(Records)

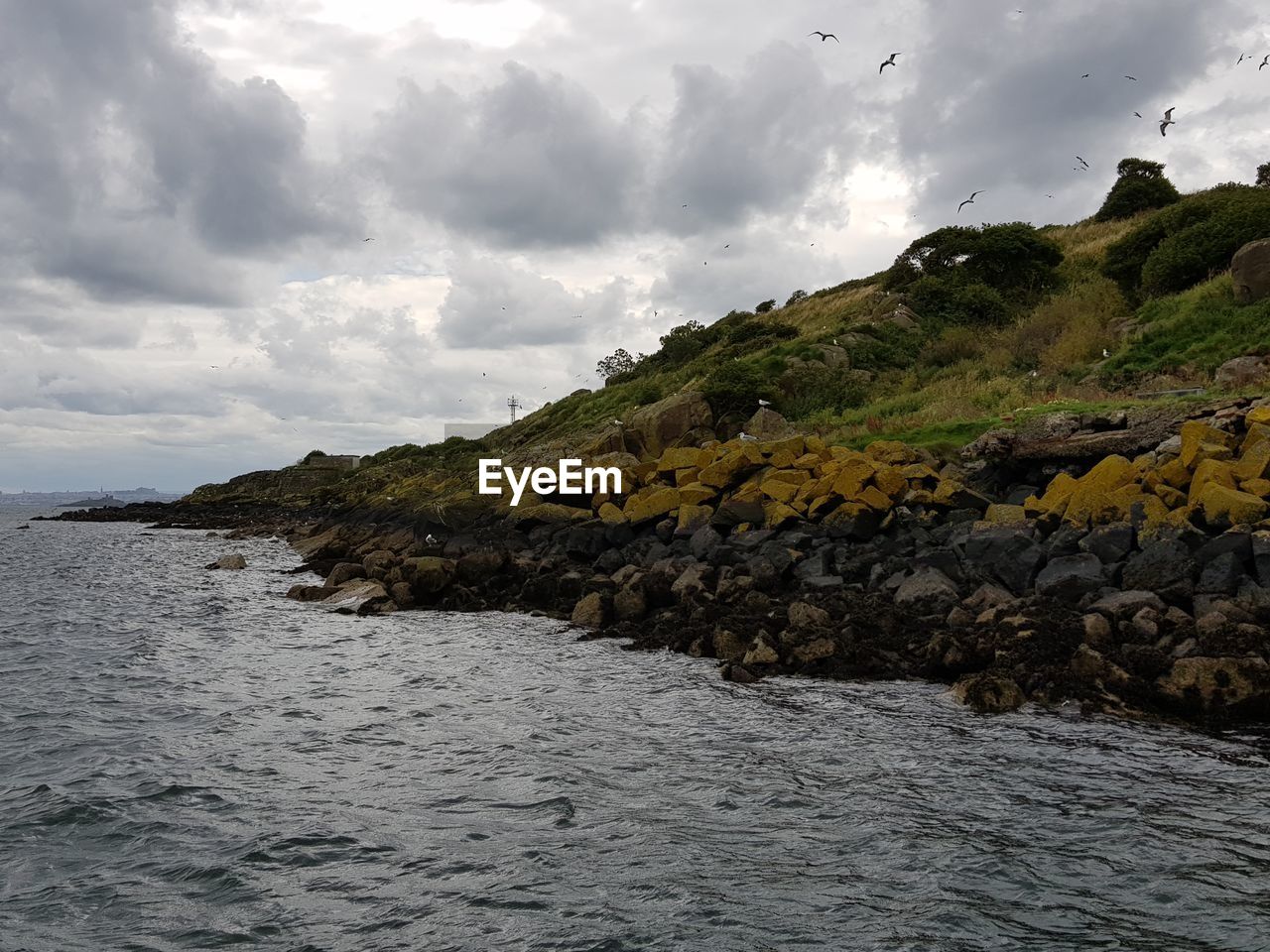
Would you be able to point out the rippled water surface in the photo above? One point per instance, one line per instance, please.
(189, 761)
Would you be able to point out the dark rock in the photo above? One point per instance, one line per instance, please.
(1069, 578)
(928, 592)
(1110, 543)
(1164, 566)
(1222, 575)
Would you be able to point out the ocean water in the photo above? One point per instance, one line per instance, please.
(189, 761)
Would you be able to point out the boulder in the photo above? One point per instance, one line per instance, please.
(769, 424)
(1250, 272)
(928, 592)
(1070, 578)
(1164, 566)
(988, 692)
(666, 422)
(1238, 685)
(231, 562)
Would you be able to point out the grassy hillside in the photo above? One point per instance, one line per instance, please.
(970, 329)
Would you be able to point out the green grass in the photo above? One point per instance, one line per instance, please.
(1193, 333)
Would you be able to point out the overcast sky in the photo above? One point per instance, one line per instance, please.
(186, 185)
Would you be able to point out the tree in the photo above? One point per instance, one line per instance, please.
(617, 362)
(1141, 186)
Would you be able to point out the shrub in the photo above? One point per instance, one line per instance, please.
(956, 302)
(1141, 186)
(1187, 243)
(1014, 259)
(737, 385)
(617, 362)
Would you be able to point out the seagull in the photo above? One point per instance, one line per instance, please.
(969, 200)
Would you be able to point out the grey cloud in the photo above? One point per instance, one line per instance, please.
(531, 160)
(493, 304)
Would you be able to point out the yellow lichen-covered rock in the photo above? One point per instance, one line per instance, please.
(890, 481)
(781, 460)
(683, 477)
(808, 461)
(776, 515)
(693, 518)
(794, 445)
(1223, 506)
(1209, 471)
(1257, 414)
(610, 513)
(875, 499)
(684, 457)
(1257, 488)
(1003, 515)
(1175, 474)
(1257, 433)
(779, 489)
(651, 503)
(1255, 462)
(1201, 440)
(852, 476)
(1107, 475)
(725, 470)
(697, 494)
(1055, 498)
(890, 451)
(821, 504)
(1170, 497)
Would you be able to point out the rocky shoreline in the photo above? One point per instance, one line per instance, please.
(1137, 587)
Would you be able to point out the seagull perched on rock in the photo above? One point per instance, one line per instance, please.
(969, 200)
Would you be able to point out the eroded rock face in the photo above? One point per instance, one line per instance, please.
(666, 422)
(1250, 271)
(1238, 685)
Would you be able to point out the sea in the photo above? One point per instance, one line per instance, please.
(189, 761)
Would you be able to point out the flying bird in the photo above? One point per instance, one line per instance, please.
(969, 200)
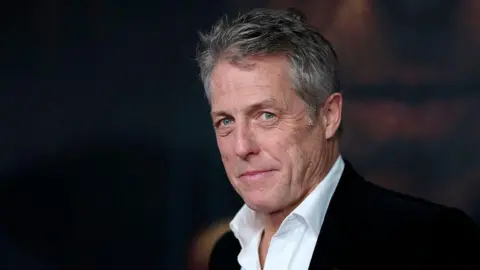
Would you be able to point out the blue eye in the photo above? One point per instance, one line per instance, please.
(225, 121)
(268, 115)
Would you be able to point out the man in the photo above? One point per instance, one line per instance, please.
(272, 84)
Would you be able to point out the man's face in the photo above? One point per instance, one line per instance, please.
(269, 146)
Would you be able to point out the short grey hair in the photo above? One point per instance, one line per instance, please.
(262, 32)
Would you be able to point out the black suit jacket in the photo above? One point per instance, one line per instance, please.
(369, 227)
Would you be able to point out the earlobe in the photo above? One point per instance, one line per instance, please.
(332, 114)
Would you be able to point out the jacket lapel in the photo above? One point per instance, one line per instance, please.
(329, 243)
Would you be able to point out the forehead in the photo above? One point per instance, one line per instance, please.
(252, 80)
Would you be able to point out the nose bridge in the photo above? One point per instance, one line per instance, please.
(245, 143)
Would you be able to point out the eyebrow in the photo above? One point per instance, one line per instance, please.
(267, 103)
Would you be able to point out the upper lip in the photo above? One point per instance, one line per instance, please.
(253, 172)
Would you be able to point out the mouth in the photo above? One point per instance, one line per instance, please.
(255, 175)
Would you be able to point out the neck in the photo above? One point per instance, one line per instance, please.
(314, 176)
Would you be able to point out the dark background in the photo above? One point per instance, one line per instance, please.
(107, 156)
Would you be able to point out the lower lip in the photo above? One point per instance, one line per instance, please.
(256, 176)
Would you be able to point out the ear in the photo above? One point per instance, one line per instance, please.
(332, 114)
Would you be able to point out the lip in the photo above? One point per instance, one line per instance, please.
(253, 175)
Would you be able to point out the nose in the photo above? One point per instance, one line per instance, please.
(245, 144)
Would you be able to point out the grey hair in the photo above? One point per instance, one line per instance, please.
(261, 32)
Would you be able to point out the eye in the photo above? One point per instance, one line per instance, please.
(268, 115)
(224, 122)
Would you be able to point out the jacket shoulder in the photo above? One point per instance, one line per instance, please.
(225, 253)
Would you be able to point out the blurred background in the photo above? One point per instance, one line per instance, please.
(107, 155)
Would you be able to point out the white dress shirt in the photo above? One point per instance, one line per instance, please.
(292, 245)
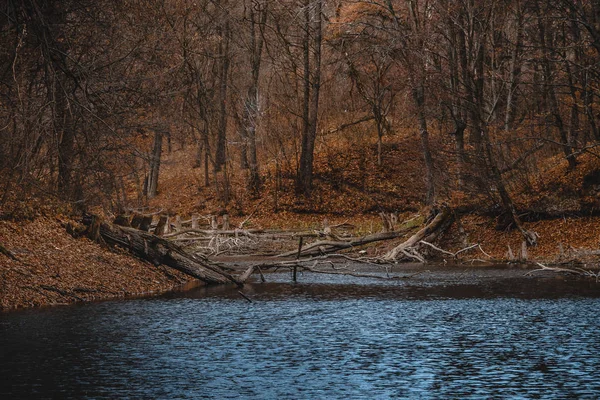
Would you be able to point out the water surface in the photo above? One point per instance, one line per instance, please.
(324, 337)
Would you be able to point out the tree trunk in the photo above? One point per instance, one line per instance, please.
(312, 84)
(220, 155)
(155, 165)
(251, 105)
(418, 96)
(159, 251)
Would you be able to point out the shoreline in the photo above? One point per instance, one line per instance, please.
(52, 268)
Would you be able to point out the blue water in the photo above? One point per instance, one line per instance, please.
(305, 342)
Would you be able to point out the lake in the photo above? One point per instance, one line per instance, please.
(470, 333)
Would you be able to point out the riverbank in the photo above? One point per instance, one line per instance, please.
(50, 267)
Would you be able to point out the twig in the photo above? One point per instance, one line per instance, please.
(244, 296)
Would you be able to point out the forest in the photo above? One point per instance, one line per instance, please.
(293, 108)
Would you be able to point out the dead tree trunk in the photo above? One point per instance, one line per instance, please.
(162, 252)
(441, 221)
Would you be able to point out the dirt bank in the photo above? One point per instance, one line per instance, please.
(50, 267)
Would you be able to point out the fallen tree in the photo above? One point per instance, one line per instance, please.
(159, 251)
(442, 220)
(331, 246)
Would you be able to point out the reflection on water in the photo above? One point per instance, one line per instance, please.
(334, 340)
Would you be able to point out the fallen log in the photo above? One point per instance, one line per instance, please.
(331, 246)
(429, 233)
(160, 252)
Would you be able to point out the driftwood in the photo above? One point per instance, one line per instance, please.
(428, 234)
(331, 246)
(159, 252)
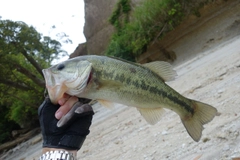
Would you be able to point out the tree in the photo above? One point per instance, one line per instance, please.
(23, 54)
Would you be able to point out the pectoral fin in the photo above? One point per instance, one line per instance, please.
(152, 116)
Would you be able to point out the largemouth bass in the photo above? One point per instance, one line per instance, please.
(142, 86)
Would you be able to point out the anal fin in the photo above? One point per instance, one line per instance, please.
(152, 116)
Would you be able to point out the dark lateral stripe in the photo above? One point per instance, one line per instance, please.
(146, 87)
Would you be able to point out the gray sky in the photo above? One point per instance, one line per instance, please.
(67, 16)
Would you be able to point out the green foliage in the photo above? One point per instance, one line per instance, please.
(149, 21)
(120, 15)
(6, 125)
(23, 54)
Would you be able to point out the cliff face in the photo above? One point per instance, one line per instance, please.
(218, 21)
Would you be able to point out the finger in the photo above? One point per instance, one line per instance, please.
(64, 99)
(65, 108)
(70, 115)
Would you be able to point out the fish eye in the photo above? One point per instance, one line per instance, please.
(60, 66)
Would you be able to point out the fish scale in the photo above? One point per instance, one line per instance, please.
(110, 80)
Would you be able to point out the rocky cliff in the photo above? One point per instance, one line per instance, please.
(207, 29)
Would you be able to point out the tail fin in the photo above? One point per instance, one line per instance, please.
(203, 114)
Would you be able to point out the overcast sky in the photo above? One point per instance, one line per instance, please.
(67, 16)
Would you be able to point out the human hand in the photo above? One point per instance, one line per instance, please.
(70, 136)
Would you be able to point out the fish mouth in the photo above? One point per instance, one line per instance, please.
(55, 89)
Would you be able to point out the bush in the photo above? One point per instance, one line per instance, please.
(149, 21)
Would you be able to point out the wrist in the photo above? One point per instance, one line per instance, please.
(45, 150)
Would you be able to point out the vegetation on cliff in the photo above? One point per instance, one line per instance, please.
(147, 22)
(23, 54)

= SET PROBLEM =
Reproduce exactly the line that holds "Would you be able to point out the anal", then every line after it, ending with the final line of the records above.

= RESULT FOR THIS EXERCISE =
Would you be able to point out the anal fin in the photo above? One point per instance, one line per instance, please.
(152, 116)
Would you be able to point out the dark lateral stripe in the photo above? One point per instance, one line per instance, please.
(146, 87)
Would you be able to point out the gray sky in the photo above? One point per instance, one line per instance, please.
(67, 16)
Would you be able to point out the green foliage in the photo above? One point per instance, one line per instance, please.
(149, 21)
(120, 15)
(6, 125)
(23, 54)
Would you be able to point out the cliff face in the photo above? One point per instance, one line per instance, please.
(218, 21)
Would you be able to point out the finger in the photo above? One point per instance, one line per instance, please.
(64, 99)
(65, 108)
(70, 115)
Would you be able to point out the fish eye in the photo above? One point per instance, one line per instance, please.
(60, 66)
Would you be able to point out the fish scale in the photo above? One point per instance, one line per instance, please.
(110, 80)
Would you be able to point out the rocky cliff in the photo above? One point per instance, one line per instance, please.
(207, 29)
Would you be able to point out the tail fin in the photo above? One point per instance, one line per instance, please.
(203, 114)
Would you be able to point out the overcast sky in the photo above? One point per instance, one line per instance, please.
(67, 16)
Would you be able to point out the human hand in the photo above? One point per instance, one line per instance, please.
(70, 136)
Would you be able to point out the fish mouth in the photo above? One point per instance, one line per instance, please.
(55, 89)
Would you be able to point out the bush in the photo above? One point per instance, one line per instance, please.
(149, 21)
Would you be able to point out the wrist in the photo above? One point per instance, one line per instance, please.
(45, 150)
Would you be able to point out the vegetation on cliff in the photo above? One point per instance, one line per instance, please.
(147, 22)
(23, 54)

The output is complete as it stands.